== Questions on the material ==
[1] In the pancake recipe, rewrite the part that opens with the words containing "How to Make" and closes with "griddle? Let’s go!", swapping "griddle" for "skillet".
[2] List every ingredient the pancake recipe calls for.

== Page extract ==
--- START ---

How to Make Perfect Pancakes
Fluffy, golden, and downright dreamy—let’s talk pancakes! I’m here to share the secrets to whipping up the perfect stack, every time. Whether you're a seasoned pro or flipping for the first time, this recipe will have you flipping with confidence. Ready to make magic on the griddle? Let’s go!
5.0 out of 5 (2 ratings)

Prep Time
10 minutes
Cook Time
20 minutes
Servings
4 servings
Cuisine
American
Ingredients
- •1 1/2 cups all-purpose flour
- •3 1/2 teaspoons baking powder
- •1 teaspoon salt
- •1 tablespoon white sugar
- •1 1/4 cups milk
- •1 egg
- •3 tablespoons unsalted butter, melted
- •Cooking spray or additional butter for greasing the pan
Instructions
- 1
In a large bowl, sift together the flour, baking powder, salt, and sugar.
- 2
Make a well in the center and pour in the milk, egg, and melted butter. Mix until smooth but do not overmix.

--- END ---

== Exercise data ==
--- START ---

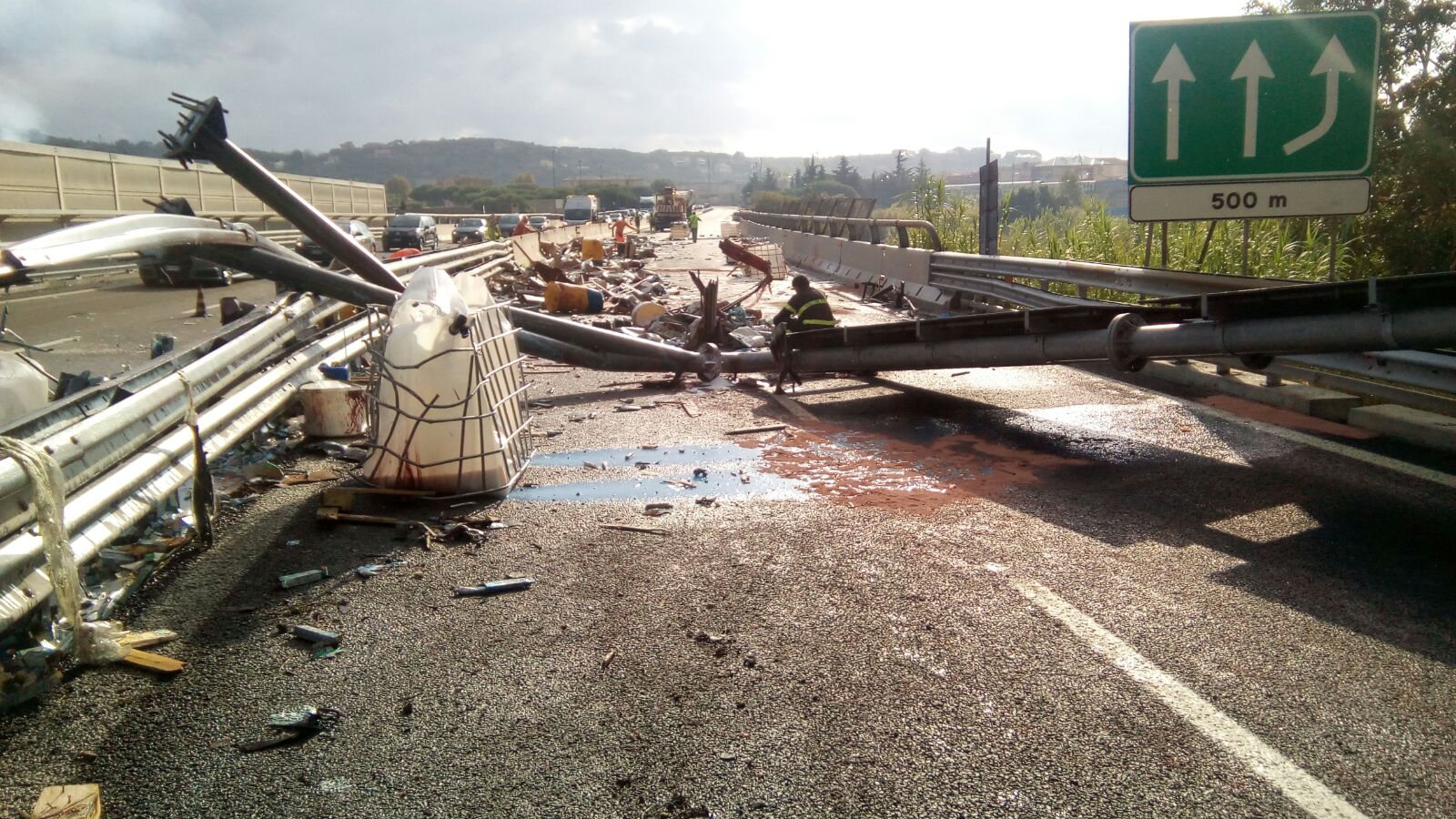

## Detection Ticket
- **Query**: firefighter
[774,272,837,332]
[612,213,629,258]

--- END ---

== Per-task outputs ==
[1]
How to Make Perfect Pancakes
Fluffy, golden, and downright dreamy—let’s talk pancakes! I’m here to share the secrets to whipping up the perfect stack, every time. Whether you're a seasoned pro or flipping for the first time, this recipe will have you flipping with confidence. Ready to make magic on the skillet? Let’s go!

[2]
- 1 1/2 cups all-purpose flour
- 3 1/2 teaspoons baking powder
- 1 teaspoon salt
- 1 tablespoon white sugar
- 1 1/4 cups milk
- 1 egg
- 3 tablespoons unsalted butter, melted
- Cooking spray or additional butter for greasing the pan